━━━ SOURCE PASSAGE
Oprah_ A Biography - Kitty Kelley [216]
Behind-the-scenes competition became fierce when the talk show titans battled for exclusive “gets.” In 2003, Oprah and Katie Couric went to the mat over Elizabeth Smart, the fourteen-year-old girl who was snatched from her bed in Salt Lake City, hidden in a hole, chained to a tree, and not allowed to bathe for nine months. Upon Smart’s rescue by police, her parents asked the media for privacy so that she might recover. Seven months later, Ed and Lois Smart had written a book, Bringing Elizabeth Home: A Journey of Faith and Hope, and sold television rights to CBS for a movie. Publication was set for October, to be followed by the movie in November. The promotion campaign set by the publisher (Doubleday) gave Katie Couric, then with NBC, the prime-time interview for Dateline, to be followed by Oprah for daytime. The ground rules, set by the Smarts for their interviews, prohibited any on-camera interview with their daughter, although silent footage of Elizabeth was allowed.
The book’s publication created such a media frenzy that CBS decided to air the interview with the Smarts that was to accompany the movie as a network special before Katie or Oprah had aired their interviews. Oprah’s producers flew to Utah to get footage of Elizabeth’s bedroom, zooming in on the white patchwork quilt, ruffled pillows, and Raggedy Ann dolls, and also filmed the filthy hole where she was chained for nine months. Katie Couric accompanied her producers to Utah, and after interviewing the Smarts, she persuaded them to allow her verbal exchange with Elizabeth to be shown on the air, which gave NBC an exclusive no one else had. Couric tried to circle the subject of sexual abuse with the youngster without getting explicit:
COURIC: How do your friends treat you, Elizabeth? I mean, obviously, you know …
ELIZABETH: Regular.
━━━━━━
• **REQUIREMENTS**
**A.** In the Oprah biography excerpt, which publisher set the promotion campaign for the Smarts' book?
**B.** Carry on the Oprah biography excerpt about the Elizabeth Smart interviews from its final line.
━━━ RECORD EXCERPTS
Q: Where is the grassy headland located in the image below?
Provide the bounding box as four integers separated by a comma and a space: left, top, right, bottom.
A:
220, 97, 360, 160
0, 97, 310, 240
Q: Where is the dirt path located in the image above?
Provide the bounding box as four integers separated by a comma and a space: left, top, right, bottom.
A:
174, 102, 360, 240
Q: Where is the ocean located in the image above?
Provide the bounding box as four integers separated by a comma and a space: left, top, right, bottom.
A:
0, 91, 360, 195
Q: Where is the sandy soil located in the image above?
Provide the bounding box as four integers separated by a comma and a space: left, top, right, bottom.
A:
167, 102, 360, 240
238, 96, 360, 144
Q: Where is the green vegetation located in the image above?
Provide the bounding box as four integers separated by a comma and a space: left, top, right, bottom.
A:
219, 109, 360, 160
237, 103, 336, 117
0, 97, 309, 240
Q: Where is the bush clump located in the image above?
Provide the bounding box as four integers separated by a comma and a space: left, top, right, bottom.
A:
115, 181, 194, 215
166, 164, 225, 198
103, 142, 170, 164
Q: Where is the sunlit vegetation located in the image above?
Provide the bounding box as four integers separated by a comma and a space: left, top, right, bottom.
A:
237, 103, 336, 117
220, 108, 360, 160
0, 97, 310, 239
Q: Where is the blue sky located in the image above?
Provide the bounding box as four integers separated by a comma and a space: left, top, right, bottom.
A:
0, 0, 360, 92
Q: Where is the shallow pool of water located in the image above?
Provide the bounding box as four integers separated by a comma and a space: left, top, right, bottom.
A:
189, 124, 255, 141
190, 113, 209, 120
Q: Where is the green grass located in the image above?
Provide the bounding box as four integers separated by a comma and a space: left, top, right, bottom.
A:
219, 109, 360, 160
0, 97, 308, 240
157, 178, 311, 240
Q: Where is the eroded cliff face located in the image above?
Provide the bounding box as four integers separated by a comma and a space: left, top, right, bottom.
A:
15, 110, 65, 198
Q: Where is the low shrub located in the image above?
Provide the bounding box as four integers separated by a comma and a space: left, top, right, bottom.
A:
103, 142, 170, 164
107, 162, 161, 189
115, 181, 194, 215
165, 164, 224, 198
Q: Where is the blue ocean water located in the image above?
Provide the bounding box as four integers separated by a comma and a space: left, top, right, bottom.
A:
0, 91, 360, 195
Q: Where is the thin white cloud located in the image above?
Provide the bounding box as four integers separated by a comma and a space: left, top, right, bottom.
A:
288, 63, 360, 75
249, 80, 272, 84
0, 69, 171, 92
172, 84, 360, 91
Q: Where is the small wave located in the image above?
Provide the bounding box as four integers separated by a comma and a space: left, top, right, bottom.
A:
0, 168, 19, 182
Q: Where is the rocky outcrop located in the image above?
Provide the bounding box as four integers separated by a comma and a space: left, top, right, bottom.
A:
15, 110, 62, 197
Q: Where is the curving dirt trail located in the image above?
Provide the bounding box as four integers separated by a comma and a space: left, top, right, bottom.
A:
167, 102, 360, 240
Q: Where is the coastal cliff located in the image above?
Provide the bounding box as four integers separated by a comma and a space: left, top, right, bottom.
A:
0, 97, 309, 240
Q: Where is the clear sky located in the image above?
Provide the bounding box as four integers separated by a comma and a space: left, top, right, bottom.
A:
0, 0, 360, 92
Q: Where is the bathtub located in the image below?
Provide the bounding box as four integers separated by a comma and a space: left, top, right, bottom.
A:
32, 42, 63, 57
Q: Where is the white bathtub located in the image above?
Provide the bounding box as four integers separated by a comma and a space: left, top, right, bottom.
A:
━━━━━━
• **EXERCISE RESULTS**
**A.** Doubleday

**B.**
COURIC: Do they ever ask you anything or …
ELIZABETH: No.
COURIC: You must have been frightened …
ELIZABETH: Yeah …
COURIC: Do you think you have changed?
ELIZABETH: No.
Oprah was enraged when she found out about the interview, but instead of calling Katie Couric to scream, she telephoned Suzanne Herz, then head of publicity for Doubleday. “Oprah reamed her,” recalled a Doubleday employee. “Just laid her out … It was quite traumatic for Suzanne to be treated that way by Oprah Winfrey.” Herz later said, “It was more bad behavior on the part of Katie Couric, not Oprah. Katie was the one who broke the rules to get the exclusive. Oprah was angry because she followed the rules and then got screwed.… I don’t blame her.… In the end, both of them got huge ratings.”
Couric’s interview with Elizabeth Smart and her parents won the hour for NBC, with 12.3 million viewers, handily beating Barbara Walters’s ABC 20/20 interview with Princess Diana’s butler. Oprah retaliated by releasing footage from her show before it aired, for two segments on ABC’s Good Morning America, the show that competed directly with Katie Couric and The Today Show. “It wasn’t vengeance,” said Oprah’s publicist. “Just promotion.”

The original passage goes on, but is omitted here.